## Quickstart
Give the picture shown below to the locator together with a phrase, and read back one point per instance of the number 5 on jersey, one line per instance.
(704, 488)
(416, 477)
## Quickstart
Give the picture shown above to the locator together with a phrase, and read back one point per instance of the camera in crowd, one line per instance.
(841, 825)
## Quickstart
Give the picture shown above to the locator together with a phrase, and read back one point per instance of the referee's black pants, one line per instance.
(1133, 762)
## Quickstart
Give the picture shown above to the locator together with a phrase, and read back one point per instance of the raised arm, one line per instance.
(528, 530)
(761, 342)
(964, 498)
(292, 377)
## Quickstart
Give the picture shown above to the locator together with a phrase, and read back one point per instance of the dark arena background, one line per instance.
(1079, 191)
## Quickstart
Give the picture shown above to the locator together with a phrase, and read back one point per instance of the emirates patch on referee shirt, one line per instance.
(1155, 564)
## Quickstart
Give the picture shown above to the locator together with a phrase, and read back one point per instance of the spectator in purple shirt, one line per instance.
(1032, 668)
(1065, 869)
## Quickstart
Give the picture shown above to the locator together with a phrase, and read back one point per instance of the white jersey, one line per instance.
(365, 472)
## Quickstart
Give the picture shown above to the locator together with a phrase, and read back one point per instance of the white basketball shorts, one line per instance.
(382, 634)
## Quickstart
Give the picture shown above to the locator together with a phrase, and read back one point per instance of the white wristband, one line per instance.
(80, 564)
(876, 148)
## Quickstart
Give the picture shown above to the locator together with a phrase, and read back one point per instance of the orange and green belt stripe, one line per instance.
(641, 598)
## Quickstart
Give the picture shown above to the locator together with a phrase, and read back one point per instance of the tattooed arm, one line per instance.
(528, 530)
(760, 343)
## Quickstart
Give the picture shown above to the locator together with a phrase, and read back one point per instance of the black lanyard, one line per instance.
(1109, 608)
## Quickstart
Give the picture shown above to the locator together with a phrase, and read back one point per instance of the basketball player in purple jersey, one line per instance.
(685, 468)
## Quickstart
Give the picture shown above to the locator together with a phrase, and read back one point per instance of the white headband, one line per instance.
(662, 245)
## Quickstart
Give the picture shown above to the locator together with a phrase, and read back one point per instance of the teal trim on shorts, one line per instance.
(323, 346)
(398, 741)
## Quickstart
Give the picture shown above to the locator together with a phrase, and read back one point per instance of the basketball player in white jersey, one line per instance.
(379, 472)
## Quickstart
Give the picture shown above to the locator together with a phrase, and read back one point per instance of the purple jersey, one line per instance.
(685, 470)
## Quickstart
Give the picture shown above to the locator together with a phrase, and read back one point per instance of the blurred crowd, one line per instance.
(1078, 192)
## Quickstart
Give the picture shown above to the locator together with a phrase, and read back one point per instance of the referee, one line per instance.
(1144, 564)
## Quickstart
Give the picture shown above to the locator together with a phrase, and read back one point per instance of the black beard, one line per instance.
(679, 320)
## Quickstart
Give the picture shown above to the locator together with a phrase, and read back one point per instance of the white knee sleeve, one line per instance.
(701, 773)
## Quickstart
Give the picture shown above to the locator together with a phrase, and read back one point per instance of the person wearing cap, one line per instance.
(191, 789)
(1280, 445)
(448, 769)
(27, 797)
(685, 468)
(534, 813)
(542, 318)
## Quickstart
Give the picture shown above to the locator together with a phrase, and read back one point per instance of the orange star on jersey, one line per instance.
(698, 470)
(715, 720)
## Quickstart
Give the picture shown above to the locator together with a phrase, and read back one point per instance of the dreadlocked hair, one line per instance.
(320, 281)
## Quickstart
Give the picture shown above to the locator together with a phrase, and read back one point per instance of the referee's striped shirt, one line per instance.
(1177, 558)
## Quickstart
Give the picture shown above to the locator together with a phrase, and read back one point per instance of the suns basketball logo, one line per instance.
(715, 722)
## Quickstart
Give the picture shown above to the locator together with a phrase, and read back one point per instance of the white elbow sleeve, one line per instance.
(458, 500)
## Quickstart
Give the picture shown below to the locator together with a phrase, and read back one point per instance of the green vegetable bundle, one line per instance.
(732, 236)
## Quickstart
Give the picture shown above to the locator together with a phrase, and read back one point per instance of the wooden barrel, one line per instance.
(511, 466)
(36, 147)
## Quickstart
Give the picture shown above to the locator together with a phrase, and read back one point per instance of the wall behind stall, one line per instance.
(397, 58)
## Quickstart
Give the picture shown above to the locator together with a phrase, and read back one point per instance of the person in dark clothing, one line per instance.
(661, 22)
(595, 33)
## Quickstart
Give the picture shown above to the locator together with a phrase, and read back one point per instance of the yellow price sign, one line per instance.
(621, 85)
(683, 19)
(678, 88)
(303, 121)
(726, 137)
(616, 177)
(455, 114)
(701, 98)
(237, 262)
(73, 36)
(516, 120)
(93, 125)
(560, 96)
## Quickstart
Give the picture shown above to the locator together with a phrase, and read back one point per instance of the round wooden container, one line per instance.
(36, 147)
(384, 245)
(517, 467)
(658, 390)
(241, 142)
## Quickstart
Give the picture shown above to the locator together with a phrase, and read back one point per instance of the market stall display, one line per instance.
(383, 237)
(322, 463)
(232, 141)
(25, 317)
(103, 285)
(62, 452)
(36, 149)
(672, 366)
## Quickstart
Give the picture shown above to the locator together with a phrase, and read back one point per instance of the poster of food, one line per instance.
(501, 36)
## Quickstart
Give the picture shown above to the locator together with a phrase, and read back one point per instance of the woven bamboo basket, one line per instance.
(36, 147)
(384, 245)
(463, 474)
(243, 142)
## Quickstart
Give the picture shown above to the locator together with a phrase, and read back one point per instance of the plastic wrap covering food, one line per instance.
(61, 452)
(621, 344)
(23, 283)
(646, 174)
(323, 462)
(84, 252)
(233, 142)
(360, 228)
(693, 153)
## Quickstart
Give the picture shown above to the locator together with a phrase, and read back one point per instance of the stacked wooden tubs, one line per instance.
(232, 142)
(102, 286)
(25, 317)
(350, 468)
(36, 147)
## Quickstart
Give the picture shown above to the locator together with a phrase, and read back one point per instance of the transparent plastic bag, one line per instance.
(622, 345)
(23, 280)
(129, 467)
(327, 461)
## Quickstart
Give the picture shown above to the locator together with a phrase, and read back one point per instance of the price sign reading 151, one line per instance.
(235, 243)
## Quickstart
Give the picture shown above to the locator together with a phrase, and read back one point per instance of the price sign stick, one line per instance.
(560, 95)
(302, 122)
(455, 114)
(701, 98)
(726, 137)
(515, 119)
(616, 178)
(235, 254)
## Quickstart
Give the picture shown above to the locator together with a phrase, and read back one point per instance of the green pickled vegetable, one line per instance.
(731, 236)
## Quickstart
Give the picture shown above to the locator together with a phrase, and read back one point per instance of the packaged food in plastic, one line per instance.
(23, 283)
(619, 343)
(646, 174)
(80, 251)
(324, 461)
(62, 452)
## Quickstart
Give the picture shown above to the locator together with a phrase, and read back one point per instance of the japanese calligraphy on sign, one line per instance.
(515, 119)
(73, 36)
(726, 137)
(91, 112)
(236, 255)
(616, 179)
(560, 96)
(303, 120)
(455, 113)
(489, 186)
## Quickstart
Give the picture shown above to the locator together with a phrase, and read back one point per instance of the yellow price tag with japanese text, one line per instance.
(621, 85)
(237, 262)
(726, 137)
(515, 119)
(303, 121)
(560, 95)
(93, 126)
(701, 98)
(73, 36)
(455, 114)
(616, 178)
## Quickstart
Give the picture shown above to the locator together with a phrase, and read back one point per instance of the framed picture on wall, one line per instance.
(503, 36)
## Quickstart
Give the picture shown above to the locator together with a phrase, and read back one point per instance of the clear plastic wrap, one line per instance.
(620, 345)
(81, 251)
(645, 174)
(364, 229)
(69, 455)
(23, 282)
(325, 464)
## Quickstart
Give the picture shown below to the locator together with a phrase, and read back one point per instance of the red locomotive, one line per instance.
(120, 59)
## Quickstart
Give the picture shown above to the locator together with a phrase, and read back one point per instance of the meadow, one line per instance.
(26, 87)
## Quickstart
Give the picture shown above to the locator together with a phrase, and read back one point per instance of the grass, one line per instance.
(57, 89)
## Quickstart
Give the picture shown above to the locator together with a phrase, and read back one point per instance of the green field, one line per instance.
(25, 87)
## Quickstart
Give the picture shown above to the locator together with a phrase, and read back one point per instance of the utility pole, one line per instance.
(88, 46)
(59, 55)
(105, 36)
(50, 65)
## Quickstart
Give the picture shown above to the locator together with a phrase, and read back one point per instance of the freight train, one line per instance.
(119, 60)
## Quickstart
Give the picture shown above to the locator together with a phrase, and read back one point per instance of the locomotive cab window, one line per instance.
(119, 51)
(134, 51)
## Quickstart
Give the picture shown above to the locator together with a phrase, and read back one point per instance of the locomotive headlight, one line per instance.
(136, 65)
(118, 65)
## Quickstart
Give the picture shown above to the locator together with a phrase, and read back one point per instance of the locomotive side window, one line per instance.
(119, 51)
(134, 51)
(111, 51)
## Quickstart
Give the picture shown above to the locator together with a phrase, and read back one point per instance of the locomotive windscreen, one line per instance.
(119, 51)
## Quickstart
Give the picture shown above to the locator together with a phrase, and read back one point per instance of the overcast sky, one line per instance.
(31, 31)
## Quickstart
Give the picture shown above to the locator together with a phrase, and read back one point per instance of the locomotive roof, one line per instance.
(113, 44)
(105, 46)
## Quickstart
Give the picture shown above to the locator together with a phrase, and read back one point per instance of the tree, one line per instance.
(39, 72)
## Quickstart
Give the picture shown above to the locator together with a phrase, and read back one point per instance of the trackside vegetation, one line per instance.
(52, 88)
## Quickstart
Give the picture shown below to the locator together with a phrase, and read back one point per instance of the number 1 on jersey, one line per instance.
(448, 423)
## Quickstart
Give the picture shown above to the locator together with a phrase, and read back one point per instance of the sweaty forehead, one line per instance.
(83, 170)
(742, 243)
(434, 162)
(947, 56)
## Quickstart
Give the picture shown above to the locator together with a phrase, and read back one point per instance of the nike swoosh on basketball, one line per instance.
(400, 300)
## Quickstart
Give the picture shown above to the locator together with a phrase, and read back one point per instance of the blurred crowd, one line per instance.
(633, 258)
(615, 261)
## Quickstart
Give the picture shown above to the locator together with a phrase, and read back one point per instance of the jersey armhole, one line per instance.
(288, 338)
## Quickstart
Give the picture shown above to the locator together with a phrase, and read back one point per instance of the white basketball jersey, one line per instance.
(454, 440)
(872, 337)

━━━━

Count the lines in the listing above that contain the string "vegetable", with uppercase and lowercase letters treated as different, and reply with that number alone.

• **THE COMPLETED TASK**: 2